→ **PROVIDED TEXT**:
# # # # #

I am working with Census data where observations are geographies (e.g. states, counties), and columns are numbers of households falling into 16 income buckets. I can find the median income bucket by manually creating cumulative sums of the number of households in those 16 columns (example below with 5 columns), but it's pretty ugly. The suggested solutions for calculating grouped means/medians over rows of observations don't really work, and I can't come up with a simpler way.

library(dplyr)
library(magrittr)

geoid = seq(100)
df_example = data.frame(
  geoid = geoid,
  inc1 = sample(0:200, 100),
  inc2 = sample(0:200, 100),
  inc3 = sample(0:200, 100),
  inc4 = sample(0:200, 100),
  inc5 = sample(0:200, 100)
)

# # # # #

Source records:
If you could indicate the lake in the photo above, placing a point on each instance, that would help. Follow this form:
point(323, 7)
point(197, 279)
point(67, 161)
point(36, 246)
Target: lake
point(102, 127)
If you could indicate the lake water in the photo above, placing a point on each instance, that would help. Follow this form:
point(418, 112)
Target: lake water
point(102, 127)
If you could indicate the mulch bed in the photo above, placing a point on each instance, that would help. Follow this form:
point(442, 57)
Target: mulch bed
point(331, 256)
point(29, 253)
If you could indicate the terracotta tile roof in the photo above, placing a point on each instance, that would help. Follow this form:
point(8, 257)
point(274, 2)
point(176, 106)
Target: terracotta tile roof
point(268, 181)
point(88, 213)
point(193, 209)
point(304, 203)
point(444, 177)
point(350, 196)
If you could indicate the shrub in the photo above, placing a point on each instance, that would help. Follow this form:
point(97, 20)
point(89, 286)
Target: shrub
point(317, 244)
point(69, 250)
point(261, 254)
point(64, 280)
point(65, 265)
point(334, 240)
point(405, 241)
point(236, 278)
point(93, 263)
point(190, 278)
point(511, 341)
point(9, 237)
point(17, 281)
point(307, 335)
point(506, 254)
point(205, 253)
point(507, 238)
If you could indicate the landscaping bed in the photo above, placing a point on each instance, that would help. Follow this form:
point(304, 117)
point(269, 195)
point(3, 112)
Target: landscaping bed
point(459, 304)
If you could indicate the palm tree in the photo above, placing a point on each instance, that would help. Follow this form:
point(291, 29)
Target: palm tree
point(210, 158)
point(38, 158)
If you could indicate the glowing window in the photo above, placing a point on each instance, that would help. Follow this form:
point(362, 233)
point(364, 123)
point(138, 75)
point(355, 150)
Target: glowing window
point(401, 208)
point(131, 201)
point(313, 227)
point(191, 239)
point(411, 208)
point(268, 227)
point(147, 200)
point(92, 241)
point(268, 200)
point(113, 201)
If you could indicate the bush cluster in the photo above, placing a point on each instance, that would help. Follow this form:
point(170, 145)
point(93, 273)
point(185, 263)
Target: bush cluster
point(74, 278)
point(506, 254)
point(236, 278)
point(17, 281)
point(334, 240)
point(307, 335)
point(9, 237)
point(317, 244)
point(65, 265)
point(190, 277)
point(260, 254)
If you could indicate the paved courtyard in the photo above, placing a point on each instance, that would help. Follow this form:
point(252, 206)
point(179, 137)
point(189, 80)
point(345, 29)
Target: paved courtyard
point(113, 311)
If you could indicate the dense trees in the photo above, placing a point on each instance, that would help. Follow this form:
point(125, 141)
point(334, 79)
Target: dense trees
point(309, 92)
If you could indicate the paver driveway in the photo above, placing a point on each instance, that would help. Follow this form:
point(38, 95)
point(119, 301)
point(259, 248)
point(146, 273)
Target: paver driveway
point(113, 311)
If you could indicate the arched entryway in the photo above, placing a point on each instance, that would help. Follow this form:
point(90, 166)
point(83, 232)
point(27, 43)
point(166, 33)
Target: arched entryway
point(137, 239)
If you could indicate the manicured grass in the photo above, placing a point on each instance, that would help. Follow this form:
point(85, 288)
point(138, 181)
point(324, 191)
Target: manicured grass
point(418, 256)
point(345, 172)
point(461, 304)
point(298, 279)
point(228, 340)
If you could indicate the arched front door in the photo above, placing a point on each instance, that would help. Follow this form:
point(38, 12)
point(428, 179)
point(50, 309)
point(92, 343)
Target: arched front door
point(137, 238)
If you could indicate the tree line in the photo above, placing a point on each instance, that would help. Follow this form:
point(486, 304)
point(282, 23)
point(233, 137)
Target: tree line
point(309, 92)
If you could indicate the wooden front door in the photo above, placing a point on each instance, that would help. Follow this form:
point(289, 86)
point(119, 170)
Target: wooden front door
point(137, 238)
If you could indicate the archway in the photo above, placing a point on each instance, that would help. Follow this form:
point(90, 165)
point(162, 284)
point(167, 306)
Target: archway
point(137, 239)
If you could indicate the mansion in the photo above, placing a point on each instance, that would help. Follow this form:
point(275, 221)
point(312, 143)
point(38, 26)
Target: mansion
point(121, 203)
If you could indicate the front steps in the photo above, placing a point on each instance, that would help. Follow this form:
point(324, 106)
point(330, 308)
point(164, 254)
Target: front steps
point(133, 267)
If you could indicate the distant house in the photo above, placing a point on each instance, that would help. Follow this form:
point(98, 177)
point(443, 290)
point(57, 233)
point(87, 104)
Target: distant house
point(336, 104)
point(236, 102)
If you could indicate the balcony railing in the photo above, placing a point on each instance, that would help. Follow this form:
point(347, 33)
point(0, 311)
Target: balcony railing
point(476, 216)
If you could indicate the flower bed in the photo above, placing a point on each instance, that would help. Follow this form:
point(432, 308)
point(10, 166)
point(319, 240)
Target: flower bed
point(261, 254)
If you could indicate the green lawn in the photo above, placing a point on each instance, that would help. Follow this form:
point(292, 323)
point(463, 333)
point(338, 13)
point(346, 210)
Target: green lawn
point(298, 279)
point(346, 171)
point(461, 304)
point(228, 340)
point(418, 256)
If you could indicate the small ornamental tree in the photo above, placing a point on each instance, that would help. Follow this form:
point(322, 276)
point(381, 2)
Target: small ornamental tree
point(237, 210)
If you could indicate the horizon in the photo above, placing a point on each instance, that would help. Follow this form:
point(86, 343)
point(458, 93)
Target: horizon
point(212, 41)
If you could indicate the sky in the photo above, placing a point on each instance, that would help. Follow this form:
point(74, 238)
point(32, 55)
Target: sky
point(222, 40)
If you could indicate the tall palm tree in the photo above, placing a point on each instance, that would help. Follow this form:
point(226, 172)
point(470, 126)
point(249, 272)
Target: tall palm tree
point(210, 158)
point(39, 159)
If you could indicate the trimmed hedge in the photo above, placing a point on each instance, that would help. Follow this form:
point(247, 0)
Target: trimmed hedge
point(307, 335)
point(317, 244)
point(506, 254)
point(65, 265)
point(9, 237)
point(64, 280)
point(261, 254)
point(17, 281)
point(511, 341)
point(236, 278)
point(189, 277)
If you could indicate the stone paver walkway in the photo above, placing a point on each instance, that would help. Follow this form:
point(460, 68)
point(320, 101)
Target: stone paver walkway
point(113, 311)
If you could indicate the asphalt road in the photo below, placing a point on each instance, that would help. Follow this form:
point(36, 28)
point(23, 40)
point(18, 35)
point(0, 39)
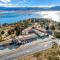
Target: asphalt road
point(26, 50)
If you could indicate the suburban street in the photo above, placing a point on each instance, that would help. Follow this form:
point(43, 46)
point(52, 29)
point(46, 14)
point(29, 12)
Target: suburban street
point(27, 49)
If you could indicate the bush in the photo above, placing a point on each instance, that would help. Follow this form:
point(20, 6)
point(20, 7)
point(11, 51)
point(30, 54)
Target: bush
point(2, 32)
point(57, 34)
point(52, 27)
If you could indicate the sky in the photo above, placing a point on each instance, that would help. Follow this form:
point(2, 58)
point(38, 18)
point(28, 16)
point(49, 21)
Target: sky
point(26, 3)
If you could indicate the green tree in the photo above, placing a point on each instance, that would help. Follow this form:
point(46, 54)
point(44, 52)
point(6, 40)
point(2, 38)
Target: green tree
point(52, 27)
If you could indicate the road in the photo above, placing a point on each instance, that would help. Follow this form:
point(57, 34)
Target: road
point(27, 49)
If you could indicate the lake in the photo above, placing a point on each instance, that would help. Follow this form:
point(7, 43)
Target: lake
point(12, 17)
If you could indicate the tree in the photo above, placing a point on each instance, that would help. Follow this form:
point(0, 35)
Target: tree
point(52, 27)
point(2, 32)
point(9, 32)
point(57, 34)
point(18, 30)
point(47, 27)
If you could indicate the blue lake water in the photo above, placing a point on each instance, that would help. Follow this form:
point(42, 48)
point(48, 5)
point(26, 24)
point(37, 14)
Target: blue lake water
point(12, 17)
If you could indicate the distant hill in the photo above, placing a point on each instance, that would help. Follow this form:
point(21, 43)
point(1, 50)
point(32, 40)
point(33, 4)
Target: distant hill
point(29, 8)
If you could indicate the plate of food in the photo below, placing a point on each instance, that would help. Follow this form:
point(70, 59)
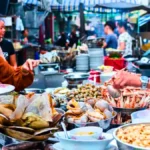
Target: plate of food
point(82, 114)
point(6, 88)
point(30, 117)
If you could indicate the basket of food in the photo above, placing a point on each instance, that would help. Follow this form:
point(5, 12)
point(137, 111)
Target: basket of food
point(82, 114)
point(131, 99)
point(29, 117)
point(133, 136)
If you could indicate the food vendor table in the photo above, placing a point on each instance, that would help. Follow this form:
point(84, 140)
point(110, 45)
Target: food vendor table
point(116, 63)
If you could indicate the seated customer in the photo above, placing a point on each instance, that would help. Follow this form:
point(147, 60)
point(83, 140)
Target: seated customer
point(21, 77)
point(62, 40)
point(125, 40)
point(6, 46)
point(111, 38)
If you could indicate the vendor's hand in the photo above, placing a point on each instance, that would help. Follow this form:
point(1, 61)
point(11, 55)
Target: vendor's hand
point(30, 64)
point(123, 79)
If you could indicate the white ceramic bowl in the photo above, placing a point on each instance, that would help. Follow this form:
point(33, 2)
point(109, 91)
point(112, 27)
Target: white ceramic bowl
point(106, 76)
point(86, 133)
point(142, 116)
point(69, 144)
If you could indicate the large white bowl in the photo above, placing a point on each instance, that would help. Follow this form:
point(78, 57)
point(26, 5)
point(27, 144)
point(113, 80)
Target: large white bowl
point(69, 144)
point(96, 133)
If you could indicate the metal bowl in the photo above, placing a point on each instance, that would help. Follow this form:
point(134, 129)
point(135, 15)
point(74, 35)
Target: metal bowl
point(104, 124)
point(128, 111)
point(76, 76)
point(125, 146)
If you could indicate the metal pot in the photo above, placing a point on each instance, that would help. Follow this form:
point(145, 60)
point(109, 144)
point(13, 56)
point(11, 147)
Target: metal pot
point(75, 79)
point(125, 146)
point(34, 90)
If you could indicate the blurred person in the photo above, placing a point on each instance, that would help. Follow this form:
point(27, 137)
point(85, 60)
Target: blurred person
point(124, 79)
point(62, 40)
point(125, 40)
point(28, 39)
point(116, 29)
point(111, 38)
point(73, 39)
point(25, 34)
point(21, 77)
point(7, 47)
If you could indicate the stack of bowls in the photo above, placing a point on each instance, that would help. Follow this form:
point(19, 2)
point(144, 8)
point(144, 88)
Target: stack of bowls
point(96, 57)
point(82, 62)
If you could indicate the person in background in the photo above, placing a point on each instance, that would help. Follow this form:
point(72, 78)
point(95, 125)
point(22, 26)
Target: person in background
point(116, 29)
point(21, 77)
point(111, 38)
point(125, 40)
point(124, 79)
point(62, 40)
point(7, 47)
point(25, 34)
point(28, 39)
point(73, 39)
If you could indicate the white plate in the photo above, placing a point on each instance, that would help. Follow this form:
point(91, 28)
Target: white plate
point(111, 131)
point(111, 146)
point(6, 88)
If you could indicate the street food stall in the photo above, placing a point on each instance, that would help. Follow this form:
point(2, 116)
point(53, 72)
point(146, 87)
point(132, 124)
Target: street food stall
point(73, 104)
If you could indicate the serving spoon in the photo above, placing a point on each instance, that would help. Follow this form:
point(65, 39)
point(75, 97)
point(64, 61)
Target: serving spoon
point(65, 131)
point(113, 92)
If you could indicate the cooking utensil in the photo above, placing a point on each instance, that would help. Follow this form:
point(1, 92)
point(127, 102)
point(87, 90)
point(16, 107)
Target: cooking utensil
point(65, 131)
point(113, 92)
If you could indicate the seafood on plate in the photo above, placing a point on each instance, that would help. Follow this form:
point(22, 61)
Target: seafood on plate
point(61, 91)
point(130, 98)
point(81, 112)
point(136, 136)
point(87, 92)
point(29, 117)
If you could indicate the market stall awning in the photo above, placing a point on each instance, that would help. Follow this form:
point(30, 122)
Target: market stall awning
point(119, 4)
point(89, 5)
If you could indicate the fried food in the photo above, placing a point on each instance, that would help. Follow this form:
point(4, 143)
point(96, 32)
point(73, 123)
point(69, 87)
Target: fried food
point(34, 121)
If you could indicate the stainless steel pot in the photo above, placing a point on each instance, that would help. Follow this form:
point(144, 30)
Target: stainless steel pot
point(74, 79)
point(125, 146)
point(34, 90)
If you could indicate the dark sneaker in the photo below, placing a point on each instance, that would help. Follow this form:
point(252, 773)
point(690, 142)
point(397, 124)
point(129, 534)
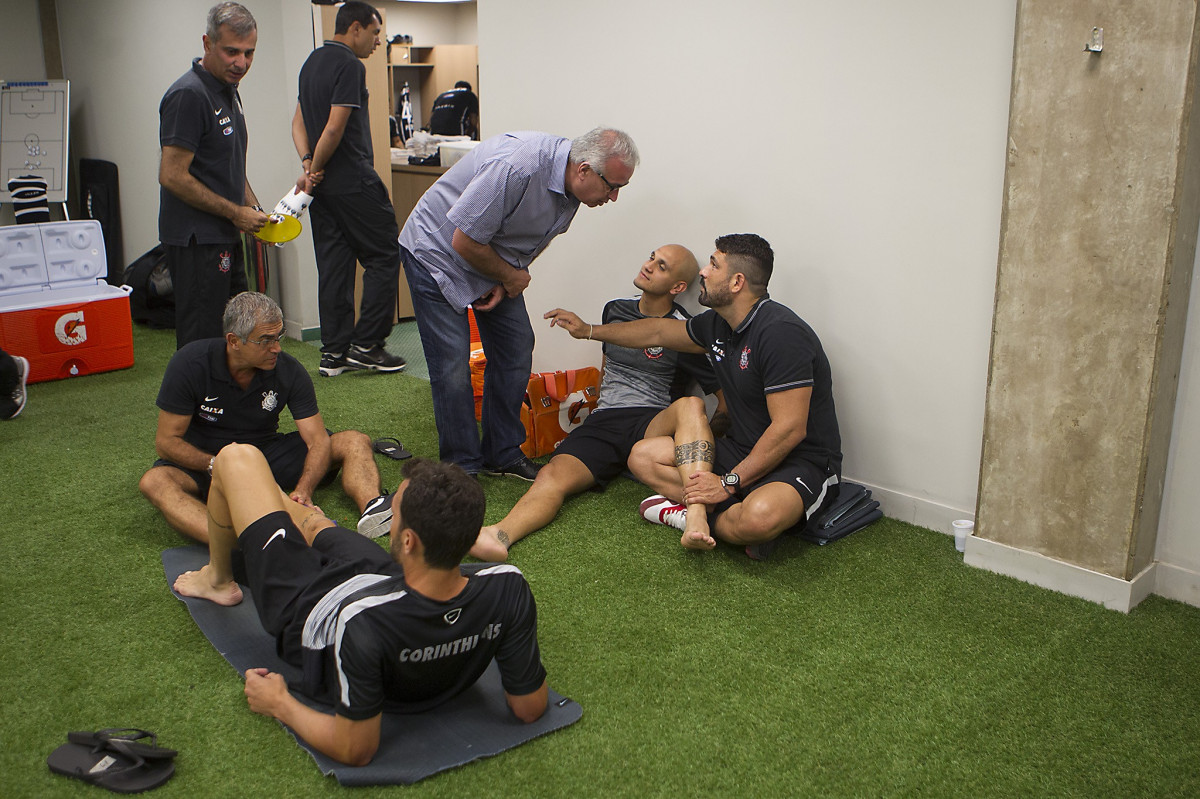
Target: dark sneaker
point(11, 407)
point(333, 365)
point(377, 358)
point(376, 517)
point(762, 551)
point(525, 468)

# # # # #

→ **ACTIONS TO TAKE**:
a – Summarize the Census data question in two sentences.
b – Please rewrite the paragraph of the Census data question beginning "I am working with Census data" as a short bulleted list that keeps its main facts.
c – Answer these questions from the Census data question:
(i) How many income buckets does the actual data have?
(ii) Which two libraries does the example code load?
(iii) What range of values is sampled for each income column in the example data frame?
The source records play no part in this work.

→ **COMPLETED EXERCISE**:
a – The writer works with Census data in which each observation is a geography, such as a state or county, and the columns count households in 16 income buckets. They can find the median income bucket by manually building cumulative sums across those columns, but they call this ugly, and neither the suggested solutions for grouped means and medians over rows nor their own ideas have produced a simpler way.

b –
- The data are Census data, with geographies such as states and counties as observations.
- The columns are counts of households in 16 income buckets.
- The median income bucket can be found by manually creating cumulative sums across those 16 columns, as the example with 5 columns shows, but this approach is ugly.
- Suggested solutions for calculating grouped means and medians over rows do not really work.
- No simpler way has been found.

c –
(i) 16
(ii) dplyr and magrittr
(iii) 0 to 200